[Dataset extract — start]
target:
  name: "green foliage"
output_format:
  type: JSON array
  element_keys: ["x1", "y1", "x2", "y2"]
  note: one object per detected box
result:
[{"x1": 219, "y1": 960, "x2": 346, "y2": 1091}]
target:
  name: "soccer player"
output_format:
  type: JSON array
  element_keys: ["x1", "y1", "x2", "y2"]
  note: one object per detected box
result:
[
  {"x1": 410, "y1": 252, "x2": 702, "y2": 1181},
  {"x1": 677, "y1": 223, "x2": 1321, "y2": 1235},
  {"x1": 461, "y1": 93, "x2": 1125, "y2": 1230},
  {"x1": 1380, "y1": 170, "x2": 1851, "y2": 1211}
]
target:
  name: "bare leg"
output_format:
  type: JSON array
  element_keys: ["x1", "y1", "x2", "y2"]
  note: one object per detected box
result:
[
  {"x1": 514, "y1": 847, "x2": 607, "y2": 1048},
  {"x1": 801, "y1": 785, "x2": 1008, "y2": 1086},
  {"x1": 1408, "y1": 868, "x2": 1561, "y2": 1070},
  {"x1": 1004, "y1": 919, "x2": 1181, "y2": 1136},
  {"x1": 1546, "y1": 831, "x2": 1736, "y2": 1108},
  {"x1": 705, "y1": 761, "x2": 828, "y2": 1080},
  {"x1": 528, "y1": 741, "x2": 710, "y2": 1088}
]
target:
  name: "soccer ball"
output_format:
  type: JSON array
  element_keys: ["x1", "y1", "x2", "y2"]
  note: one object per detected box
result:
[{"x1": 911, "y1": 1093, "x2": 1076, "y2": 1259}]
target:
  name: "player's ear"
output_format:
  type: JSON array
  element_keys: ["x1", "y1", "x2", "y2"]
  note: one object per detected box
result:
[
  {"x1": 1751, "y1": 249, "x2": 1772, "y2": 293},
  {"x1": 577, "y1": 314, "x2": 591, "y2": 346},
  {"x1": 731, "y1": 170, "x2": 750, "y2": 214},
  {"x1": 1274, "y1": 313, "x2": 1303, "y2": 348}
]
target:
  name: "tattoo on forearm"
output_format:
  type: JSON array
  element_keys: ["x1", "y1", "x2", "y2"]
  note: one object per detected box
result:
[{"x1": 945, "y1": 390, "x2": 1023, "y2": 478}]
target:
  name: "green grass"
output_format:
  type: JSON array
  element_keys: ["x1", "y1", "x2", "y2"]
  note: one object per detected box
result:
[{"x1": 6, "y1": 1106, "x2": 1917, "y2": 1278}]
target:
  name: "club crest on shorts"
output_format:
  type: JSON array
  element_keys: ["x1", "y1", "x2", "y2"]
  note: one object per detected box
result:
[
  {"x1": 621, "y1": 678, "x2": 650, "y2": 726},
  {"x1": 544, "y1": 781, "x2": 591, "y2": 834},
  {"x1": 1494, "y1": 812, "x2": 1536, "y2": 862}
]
[Dataset extract — finish]
**Task prompt:** For the records above, count the lines holding the word "soccer" and give only that number.

**Result of the exercise:** 2